==== Data for processing
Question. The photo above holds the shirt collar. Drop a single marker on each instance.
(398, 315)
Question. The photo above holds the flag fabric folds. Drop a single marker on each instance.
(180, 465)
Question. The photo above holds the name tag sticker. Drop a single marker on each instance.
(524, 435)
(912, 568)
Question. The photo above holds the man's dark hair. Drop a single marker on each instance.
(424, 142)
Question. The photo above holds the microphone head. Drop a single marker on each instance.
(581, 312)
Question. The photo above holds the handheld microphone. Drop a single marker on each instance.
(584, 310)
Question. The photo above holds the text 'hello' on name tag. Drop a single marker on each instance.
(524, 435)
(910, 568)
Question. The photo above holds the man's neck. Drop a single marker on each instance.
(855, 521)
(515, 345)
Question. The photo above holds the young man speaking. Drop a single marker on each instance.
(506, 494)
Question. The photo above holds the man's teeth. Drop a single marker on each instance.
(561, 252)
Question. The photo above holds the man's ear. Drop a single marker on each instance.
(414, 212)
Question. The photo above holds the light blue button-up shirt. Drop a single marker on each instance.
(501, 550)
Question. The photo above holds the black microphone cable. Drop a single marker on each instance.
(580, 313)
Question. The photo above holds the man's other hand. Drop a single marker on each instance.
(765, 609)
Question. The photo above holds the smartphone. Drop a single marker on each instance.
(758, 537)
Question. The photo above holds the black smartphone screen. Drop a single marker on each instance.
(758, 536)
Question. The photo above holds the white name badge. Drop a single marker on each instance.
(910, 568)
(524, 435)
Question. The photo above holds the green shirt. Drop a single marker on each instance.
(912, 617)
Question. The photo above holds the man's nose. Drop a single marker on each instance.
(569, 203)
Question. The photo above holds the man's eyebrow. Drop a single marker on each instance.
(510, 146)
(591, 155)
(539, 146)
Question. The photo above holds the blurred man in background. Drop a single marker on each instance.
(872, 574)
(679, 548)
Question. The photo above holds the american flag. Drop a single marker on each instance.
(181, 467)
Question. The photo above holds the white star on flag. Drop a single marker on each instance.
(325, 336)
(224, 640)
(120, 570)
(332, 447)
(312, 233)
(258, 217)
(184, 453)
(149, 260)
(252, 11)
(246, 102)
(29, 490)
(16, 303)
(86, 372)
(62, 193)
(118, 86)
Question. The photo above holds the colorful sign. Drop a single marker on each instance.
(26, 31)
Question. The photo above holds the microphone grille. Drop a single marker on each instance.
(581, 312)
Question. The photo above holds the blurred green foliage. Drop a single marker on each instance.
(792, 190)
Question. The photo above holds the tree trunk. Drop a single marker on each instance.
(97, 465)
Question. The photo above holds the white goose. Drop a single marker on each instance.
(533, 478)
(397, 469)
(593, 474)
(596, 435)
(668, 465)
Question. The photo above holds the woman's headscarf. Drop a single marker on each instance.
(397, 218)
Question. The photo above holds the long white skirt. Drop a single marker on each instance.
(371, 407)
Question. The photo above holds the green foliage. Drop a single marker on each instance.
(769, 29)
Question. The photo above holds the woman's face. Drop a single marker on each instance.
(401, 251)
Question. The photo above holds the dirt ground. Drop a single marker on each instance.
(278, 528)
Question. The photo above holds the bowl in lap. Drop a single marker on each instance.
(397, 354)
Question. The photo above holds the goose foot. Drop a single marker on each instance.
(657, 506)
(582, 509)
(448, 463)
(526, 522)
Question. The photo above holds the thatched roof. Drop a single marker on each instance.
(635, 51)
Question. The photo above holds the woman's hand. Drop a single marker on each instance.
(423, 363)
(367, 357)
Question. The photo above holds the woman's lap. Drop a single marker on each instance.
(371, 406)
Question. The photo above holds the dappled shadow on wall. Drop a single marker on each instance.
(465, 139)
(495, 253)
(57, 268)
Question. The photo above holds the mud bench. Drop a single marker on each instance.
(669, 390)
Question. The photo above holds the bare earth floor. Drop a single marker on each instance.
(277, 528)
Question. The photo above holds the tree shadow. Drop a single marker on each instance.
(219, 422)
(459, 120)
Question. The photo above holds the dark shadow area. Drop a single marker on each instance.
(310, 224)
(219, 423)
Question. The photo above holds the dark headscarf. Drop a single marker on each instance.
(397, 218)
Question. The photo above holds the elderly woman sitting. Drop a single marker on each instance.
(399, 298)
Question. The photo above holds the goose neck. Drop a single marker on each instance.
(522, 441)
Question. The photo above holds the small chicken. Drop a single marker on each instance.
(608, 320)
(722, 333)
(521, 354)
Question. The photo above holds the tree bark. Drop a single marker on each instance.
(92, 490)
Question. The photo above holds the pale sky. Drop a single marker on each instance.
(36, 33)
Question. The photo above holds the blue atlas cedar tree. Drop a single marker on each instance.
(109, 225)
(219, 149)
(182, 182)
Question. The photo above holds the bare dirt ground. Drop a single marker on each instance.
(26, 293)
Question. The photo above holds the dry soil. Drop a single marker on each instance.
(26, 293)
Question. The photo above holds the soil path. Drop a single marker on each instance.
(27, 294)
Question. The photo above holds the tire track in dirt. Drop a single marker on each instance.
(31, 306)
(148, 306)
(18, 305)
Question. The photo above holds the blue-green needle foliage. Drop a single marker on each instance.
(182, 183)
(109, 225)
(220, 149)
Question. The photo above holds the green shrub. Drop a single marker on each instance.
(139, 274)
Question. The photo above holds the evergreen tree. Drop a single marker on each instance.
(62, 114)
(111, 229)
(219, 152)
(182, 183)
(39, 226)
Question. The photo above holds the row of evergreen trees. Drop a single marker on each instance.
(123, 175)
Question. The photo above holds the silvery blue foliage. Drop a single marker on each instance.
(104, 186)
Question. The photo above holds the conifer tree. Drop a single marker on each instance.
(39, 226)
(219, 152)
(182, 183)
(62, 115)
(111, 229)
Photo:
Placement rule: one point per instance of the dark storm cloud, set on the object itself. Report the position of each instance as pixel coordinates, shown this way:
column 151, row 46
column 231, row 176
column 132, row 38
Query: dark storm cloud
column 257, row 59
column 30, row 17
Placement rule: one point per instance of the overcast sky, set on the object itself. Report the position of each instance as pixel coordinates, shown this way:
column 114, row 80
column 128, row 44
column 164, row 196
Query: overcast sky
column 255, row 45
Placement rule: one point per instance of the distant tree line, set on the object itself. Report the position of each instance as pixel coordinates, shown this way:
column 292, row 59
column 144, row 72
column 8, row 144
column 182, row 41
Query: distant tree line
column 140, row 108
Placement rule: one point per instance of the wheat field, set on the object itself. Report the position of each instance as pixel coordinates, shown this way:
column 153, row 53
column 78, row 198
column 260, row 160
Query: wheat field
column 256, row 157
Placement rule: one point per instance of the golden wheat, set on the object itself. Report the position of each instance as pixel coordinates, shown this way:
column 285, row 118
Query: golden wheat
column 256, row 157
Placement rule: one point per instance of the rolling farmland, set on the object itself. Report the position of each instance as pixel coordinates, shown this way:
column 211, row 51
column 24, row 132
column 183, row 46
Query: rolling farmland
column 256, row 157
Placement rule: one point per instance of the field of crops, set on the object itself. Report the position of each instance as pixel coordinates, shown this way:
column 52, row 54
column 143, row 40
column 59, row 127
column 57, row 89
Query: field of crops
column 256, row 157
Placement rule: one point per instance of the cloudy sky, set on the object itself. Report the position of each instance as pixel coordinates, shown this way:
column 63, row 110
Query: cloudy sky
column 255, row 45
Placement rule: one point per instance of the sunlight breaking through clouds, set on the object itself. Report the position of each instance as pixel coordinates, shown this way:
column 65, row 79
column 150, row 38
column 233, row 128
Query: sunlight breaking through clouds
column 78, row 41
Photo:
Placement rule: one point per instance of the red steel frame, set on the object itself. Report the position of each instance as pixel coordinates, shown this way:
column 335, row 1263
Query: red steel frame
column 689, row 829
========
Exercise brief
Write out every entry exactly as given.

Result of this exercise
Question. The photo above holds the shirt collar. Drop a single marker on each instance.
(398, 315)
Question. The photo above holds the flag fabric folds. Drop a single marker on each instance.
(180, 465)
Question. The photo above holds the name tag sticker. Drop a single marker on each instance.
(524, 435)
(912, 568)
Question. The photo above holds the man's dark hair. Drop a single marker on each instance.
(424, 142)
Question. The photo above holds the microphone head. Drop a single marker on each instance.
(581, 312)
Question. The photo above holds the handheld microphone. Drop a single marker on each instance.
(584, 310)
Question. The photo above holds the text 'hello' on name tag. Drop a single marker on each instance.
(524, 435)
(910, 568)
Question. The photo above holds the man's neck. Drop a single marker on each instance.
(855, 521)
(515, 345)
Question. The photo above holds the young man speaking. Drop a single marker on each instance.
(506, 494)
Question. The photo above holds the man's teeth. Drop a single marker on each instance.
(561, 252)
Question. The photo above holds the man's ear. Drop a single marker on each instance.
(414, 212)
Question. The photo above holds the light blue button-up shirt. Drop a single marker on each instance.
(501, 550)
Question. The photo above holds the black microphone cable. Drop a single marker on each instance.
(580, 313)
Question. The photo above holds the man's other hand. Drop a single marker on each instance.
(765, 609)
Question. The photo above holds the smartphone. Drop a single marker on each instance.
(758, 537)
Question. The photo above holds the black smartphone screen. Drop a single marker on each instance.
(758, 536)
Question. The photo above holds the white name badge. Drop a single marker on each instance.
(910, 568)
(524, 435)
Question. The photo above holds the green shirt. Drop a single marker on each instance.
(912, 617)
Question. The photo above holds the man's nose. Drop a single marker on each instance.
(569, 203)
Question. The photo above holds the man's eyebrow. Drop a single marker on each instance.
(510, 146)
(591, 155)
(539, 146)
Question. The photo above holds the blurred man in background. Drop a single marker on each instance.
(872, 574)
(679, 548)
Question. The photo above holds the american flag. Drop a single marker on each instance.
(181, 467)
Question. The photo above holds the white star on flag. Drop a single marker on each instance.
(325, 336)
(224, 640)
(120, 570)
(332, 447)
(312, 233)
(258, 217)
(184, 453)
(149, 260)
(252, 11)
(246, 102)
(29, 490)
(16, 303)
(86, 372)
(62, 193)
(118, 86)
Question. The photo above holds the colorful sign. Drop a single marker on each instance.
(26, 31)
Question. The photo above holds the microphone grille. Drop a single marker on each instance.
(581, 312)
Question. The photo above holds the blurred green foliage. Drop a single marker on each instance.
(792, 190)
Question. The photo above holds the tree trunk. Drop a single marker on each instance.
(97, 465)
Question. The photo above holds the white goose. Drop a single marker on each instance.
(533, 478)
(397, 469)
(593, 474)
(596, 435)
(668, 465)
Question. The photo above holds the woman's headscarf. Drop a single marker on each instance.
(397, 218)
Question. The photo above holds the long white skirt. Drop a single marker on each instance.
(371, 407)
Question. The photo above holds the green foliage. Drop a single marker on each instance.
(769, 29)
Question. The photo above holds the woman's face. Drop a single marker on each instance.
(401, 251)
Question. The photo above holds the dirt ground. Drop a single marker on each instance.
(278, 528)
Question. The photo above holds the bowl in lap. Drop a single marker on each instance.
(397, 354)
Question. The photo above holds the goose foot. Drop a single marker on each instance.
(657, 506)
(582, 509)
(448, 463)
(526, 522)
Question. The photo above holds the thatched roof. Drop a single marker on each instance.
(635, 51)
Question. The photo above holds the woman's hand. Drop a single marker on each instance.
(423, 363)
(367, 357)
Question. The photo above holds the woman's lap. Drop a single marker on each instance.
(371, 406)
Question. The photo above holds the dappled shadow on wall. Drop a single marker on each instance.
(465, 139)
(495, 253)
(57, 268)
Question. The photo above holds the mud bench. Drop a single marker on each instance.
(669, 390)
Question. The photo above holds the bare earth floor. Drop a single marker on each instance.
(277, 528)
Question. The photo above holds the tree shadow. Drop a single marker on each instance.
(219, 422)
(459, 120)
Question. The photo above holds the dark shadow area. Drop a single marker on each instance.
(310, 224)
(219, 423)
Question. The photo above holds the dark headscarf. Drop a single marker on each instance.
(397, 218)
Question. The photo above holds the elderly woman sitting. Drop a single marker on each instance.
(399, 298)
Question. The photo above holds the goose neck. Drop a single marker on each instance.
(522, 441)
Question. The photo above holds the small chicken. Drop a single marker on each instance.
(608, 320)
(722, 333)
(521, 354)
Question. The photo above holds the tree bark. Drop a single marker on each instance.
(92, 490)
Question. The photo above holds the pale sky. Drop a single marker on each instance.
(36, 33)
Question. The photo above holds the blue atlas cedar tree. Drop a single marker on each instance.
(109, 225)
(219, 149)
(182, 182)
Question. The photo above holds the bare dirt ground. Drop a single marker on each instance.
(26, 293)
Question. The photo above holds the dry soil. Drop a single marker on each instance.
(26, 293)
Question. The photo above holds the soil path. Drop a single marker on each instance.
(27, 294)
Question. The photo above holds the tire track in dirt. Drop a single marker on each instance.
(31, 306)
(148, 306)
(18, 305)
Question. The photo above holds the blue-green needle foliage. Drop a single marker on each instance.
(182, 183)
(109, 225)
(220, 149)
Question. The photo above holds the green shrub. Drop a single marker on each instance.
(139, 274)
Question. The photo above holds the evergreen tree. Drop a single marker on each instance.
(62, 114)
(111, 229)
(219, 152)
(182, 183)
(39, 226)
Question. The photo above holds the row of evergreen trees. Drop a single marker on each instance.
(123, 175)
Question. The photo above holds the silvery blue foliage. Drop a single marker on each instance.
(104, 186)
Question. The photo above holds the conifer tree. Drop a single marker on each instance.
(39, 226)
(219, 152)
(182, 183)
(62, 115)
(111, 229)
Photo:
Placement rule: one point per instance of the dark storm cloud, set on the object itself. Report the position of each instance as pixel coordinates, shown this way:
column 151, row 46
column 231, row 176
column 132, row 38
Query: dark storm cloud
column 257, row 59
column 30, row 17
Placement rule: one point per instance of the overcast sky, set on the object itself. Report the position of each instance as pixel coordinates, shown this way:
column 114, row 80
column 128, row 44
column 164, row 196
Query: overcast sky
column 255, row 45
Placement rule: one point per instance of the distant tree line, set on the object itself. Report the position of each instance as pixel coordinates, shown this way:
column 292, row 59
column 144, row 72
column 8, row 144
column 182, row 41
Query: distant tree line
column 140, row 108
Placement rule: one point per instance of the wheat field, set on the object itself. Report the position of each instance as pixel coordinates, shown this way:
column 153, row 53
column 78, row 198
column 260, row 160
Query: wheat field
column 256, row 157
Placement rule: one point per instance of the golden wheat, set on the object itself. Report the position of each instance as pixel coordinates, shown this way:
column 285, row 118
Query: golden wheat
column 256, row 157
Placement rule: one point per instance of the rolling farmland, set on the object itself. Report the position of each instance as pixel coordinates, shown this way:
column 211, row 51
column 24, row 132
column 183, row 46
Query: rolling farmland
column 256, row 157
Placement rule: one point per instance of the field of crops, set on the object itself. Report the position of each instance as pixel coordinates, shown this way:
column 52, row 54
column 143, row 40
column 59, row 127
column 57, row 89
Query: field of crops
column 256, row 157
Placement rule: one point per instance of the cloudy sky, set on the object itself. Report the position of each instance as pixel coordinates, shown this way:
column 63, row 110
Query: cloudy sky
column 255, row 45
Placement rule: one point per instance of the sunlight breaking through clouds, set on the object itself. Report the position of each instance as pixel coordinates, shown this way:
column 65, row 79
column 150, row 38
column 233, row 128
Query: sunlight breaking through clouds
column 78, row 41
Photo:
Placement rule: one point per instance of the red steel frame, set on the object itself. Report the position of each instance as pixel coordinates, shown this way:
column 335, row 1263
Query: red steel frame
column 689, row 829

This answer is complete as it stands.